> [WRITTEN TASK]:
Reproduce each of the following rows verbatim, in the same order and with no changes.
┌──
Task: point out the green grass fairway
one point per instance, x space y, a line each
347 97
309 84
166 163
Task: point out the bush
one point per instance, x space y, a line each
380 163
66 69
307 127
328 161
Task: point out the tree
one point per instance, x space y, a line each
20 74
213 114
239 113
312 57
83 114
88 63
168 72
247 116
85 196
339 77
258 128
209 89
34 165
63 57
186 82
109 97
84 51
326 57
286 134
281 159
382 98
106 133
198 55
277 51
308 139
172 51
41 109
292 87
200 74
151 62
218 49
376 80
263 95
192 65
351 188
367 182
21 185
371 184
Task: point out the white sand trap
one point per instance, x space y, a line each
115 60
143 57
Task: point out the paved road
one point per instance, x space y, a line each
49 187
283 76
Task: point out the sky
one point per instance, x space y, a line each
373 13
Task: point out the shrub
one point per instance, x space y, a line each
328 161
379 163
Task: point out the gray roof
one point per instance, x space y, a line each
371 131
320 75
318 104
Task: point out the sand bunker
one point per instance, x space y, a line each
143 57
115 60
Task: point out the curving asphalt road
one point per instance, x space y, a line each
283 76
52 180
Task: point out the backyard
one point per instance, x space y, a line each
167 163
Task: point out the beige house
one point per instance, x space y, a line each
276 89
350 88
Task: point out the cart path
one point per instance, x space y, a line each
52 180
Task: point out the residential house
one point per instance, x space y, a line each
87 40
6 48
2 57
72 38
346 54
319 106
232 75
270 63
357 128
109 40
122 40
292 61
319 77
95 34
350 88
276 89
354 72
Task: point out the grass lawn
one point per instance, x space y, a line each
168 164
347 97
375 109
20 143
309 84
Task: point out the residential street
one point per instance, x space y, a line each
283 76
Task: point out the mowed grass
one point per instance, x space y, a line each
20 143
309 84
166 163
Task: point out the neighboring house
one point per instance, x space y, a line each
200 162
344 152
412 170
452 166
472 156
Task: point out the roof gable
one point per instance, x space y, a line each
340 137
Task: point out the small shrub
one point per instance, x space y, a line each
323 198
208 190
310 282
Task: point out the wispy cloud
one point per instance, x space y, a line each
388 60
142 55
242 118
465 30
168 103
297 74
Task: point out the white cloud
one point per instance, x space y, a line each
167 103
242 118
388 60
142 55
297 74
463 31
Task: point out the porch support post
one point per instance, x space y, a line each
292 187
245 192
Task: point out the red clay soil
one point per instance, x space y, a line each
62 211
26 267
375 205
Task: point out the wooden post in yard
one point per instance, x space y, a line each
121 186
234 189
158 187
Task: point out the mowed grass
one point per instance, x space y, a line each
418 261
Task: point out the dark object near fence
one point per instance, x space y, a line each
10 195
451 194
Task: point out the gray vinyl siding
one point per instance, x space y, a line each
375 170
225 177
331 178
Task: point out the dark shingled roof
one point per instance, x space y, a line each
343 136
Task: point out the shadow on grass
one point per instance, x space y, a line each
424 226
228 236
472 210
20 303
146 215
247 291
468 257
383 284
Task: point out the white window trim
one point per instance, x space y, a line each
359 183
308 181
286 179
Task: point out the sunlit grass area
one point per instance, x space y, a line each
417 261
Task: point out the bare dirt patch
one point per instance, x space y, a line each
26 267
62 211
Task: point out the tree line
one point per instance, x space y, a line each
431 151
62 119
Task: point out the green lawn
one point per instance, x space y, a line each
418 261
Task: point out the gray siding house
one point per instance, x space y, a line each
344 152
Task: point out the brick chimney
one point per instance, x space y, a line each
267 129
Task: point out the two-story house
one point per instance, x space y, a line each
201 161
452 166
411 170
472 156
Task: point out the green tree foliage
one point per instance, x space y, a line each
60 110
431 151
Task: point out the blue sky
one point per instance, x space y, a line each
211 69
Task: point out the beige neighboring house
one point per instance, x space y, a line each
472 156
└──
> [THE ANSWER]:
Task: point out the green grass fairway
one point per instance, x space y, a line each
347 97
309 84
166 163
Task: point out the bush
one point per instance, x space y, a line each
380 163
66 69
307 127
328 161
Task: point out the tree
one point per instance, x space y, a line each
20 74
213 114
239 113
312 57
83 114
88 63
168 72
247 116
85 196
339 77
258 128
209 89
34 165
63 57
186 82
109 97
84 51
326 57
286 134
281 159
382 98
106 133
198 55
277 51
308 139
172 51
41 109
292 87
200 74
151 62
218 49
376 80
263 95
192 65
351 188
367 182
21 185
371 184
Task: point out the white sand trap
one point per instance, x space y, a line each
115 60
143 57
Task: point out the paved road
one point per instance, x space y, a line each
49 187
283 76
Task: point out the sky
one point per instance, x space y, a line each
373 13
Task: point out the shrub
one point per instance, x space y, a line each
328 161
379 163
Task: point out the gray roof
one point per instance, x space y, a line each
371 131
320 75
318 104
Task: point out the sand bunker
one point per instance, x space y, a line each
143 57
115 60
Task: point out the curving asphalt road
one point per instance, x space y, a line each
283 76
52 180
Task: point out the backyard
one point per instance, x space y, a line each
167 163
Task: point out the beige house
one point per instance, x space y, a line each
276 89
350 88
Task: point out the cart path
one point per instance, x space y, a line each
52 180
Task: point out the residential house
one point per instance, x space y, a line each
87 40
6 48
2 57
72 38
346 54
319 106
232 75
270 63
357 128
109 40
122 40
292 61
319 77
95 34
350 88
276 89
354 72
Task: point out the grass lawn
one point per instance, x space y, a line each
168 164
347 97
375 109
20 143
309 84
Task: point out the residential street
one point per instance, x space y, a line each
283 76
Task: point out the mowed grass
one point per instance, x space y, a line each
20 143
309 84
166 163
Task: point out the neighboring house
one point per instance, x space y, a line each
200 162
344 152
412 170
452 166
472 156
Task: point out the roof gable
one point per instance, x space y, a line each
340 137
Task: point out the small shrub
one point per instance, x space y, a line each
323 198
208 190
310 282
Task: point out the wispy cloud
one point per instance, x space y, a line each
388 60
142 55
242 118
465 30
168 103
297 74
Task: point out the white cloud
one point per instance, x space y, a line each
167 103
242 118
388 60
142 55
297 74
463 31
Task: point out the porch support post
one point per instance, x space y, a line each
292 187
245 192
Task: point out the red clay soil
one point per instance, x space y, a line each
62 211
26 267
375 205
Task: point out the wooden post in yard
one point per instance, x space y, a line each
121 186
234 189
158 187
Task: point out the mowed grass
one point per instance, x space y, a line each
418 261
Task: point out the dark object near fence
one point per instance, x space y, a line each
10 195
451 194
Task: point out the gray vinyl siding
one point per instance, x space y, a line each
375 170
225 177
331 178
Task: point out the dark shingled roof
one point per instance, x space y, a line each
343 136
Task: point out the shadow on grass
one point per instance, x space y, a line each
424 226
228 236
472 210
20 303
146 215
247 291
468 257
383 284
Task: point out the white window trim
one point per instance, x space y, a line each
359 183
308 181
286 179
Task: point out the sunlit grass area
one point per instance, x space y, a line each
417 261
Task: point out the bare dirt patch
one point per instance, x space y, a line each
26 267
62 211
Task: point out the tree line
one point per instance, x space y, a line each
431 151
62 119
Task: point out the green lawn
one point per instance, x space y, a line each
418 261
Task: point out the gray siding house
one point per instance, x space y, a line each
344 152
Task: point out the brick chimney
one point per instance, x space y, a line each
267 129
Task: point out the two-story house
one point per instance, x space y, a line each
201 161
452 166
411 170
472 156
Task: point out the green tree foliage
one point per instance, x space y, a line each
60 110
431 151
Task: point out the blue sky
one point per instance, x space y, a line each
211 69
Task: point out the beige neighboring house
one point per instance, x space y, a line each
472 156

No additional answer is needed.